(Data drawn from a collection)
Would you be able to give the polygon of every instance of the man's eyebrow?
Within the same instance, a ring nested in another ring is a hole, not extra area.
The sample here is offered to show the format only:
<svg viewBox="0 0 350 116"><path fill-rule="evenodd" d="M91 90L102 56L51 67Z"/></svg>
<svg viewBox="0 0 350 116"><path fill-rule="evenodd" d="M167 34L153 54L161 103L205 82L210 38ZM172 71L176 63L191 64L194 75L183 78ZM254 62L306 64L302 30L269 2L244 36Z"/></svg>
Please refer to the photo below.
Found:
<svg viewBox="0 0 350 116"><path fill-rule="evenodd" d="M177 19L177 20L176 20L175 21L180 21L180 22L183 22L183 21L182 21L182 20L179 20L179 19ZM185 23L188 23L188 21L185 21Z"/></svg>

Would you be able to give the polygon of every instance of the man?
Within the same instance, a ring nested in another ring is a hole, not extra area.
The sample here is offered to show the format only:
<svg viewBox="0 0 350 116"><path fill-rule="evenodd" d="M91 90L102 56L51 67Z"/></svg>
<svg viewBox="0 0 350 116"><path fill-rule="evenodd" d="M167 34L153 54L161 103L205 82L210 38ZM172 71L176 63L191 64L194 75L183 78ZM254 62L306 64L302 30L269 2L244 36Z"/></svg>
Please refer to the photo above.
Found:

● Instruction: Rewrite all of the material above, changing "sample" to "example" and leaving everything else as it is.

● Exercise answer:
Would you be able to give the polygon of every instance of the man's eyebrow?
Within the same instance, a ring nested in another ring is a hole, not extra area.
The example here is offered to show the format only:
<svg viewBox="0 0 350 116"><path fill-rule="evenodd" d="M91 90L102 56L51 67Z"/></svg>
<svg viewBox="0 0 350 116"><path fill-rule="evenodd" d="M167 34L153 54L161 103L205 82L210 38ZM172 71L176 63L191 64L194 75L183 78ZM254 62L306 64L302 30L269 2L244 36Z"/></svg>
Please refer to the photo below.
Found:
<svg viewBox="0 0 350 116"><path fill-rule="evenodd" d="M177 19L177 20L176 20L175 21L180 21L180 22L183 22L183 21L182 21L182 20L179 20L179 19ZM185 23L188 23L188 21L185 21Z"/></svg>

Would you be able to give the polygon of every instance of the man?
Within the same instance, a ring nested in another ring is a hole, not extra area.
The example here is offered to show the format only:
<svg viewBox="0 0 350 116"><path fill-rule="evenodd" d="M91 90L102 56L51 67Z"/></svg>
<svg viewBox="0 0 350 116"><path fill-rule="evenodd" d="M167 34L153 54L161 103L205 82L210 38ZM172 71L176 63L191 64L194 75L183 78ZM254 62L306 64L302 30L269 2L244 36Z"/></svg>
Please refer to the photo above.
Found:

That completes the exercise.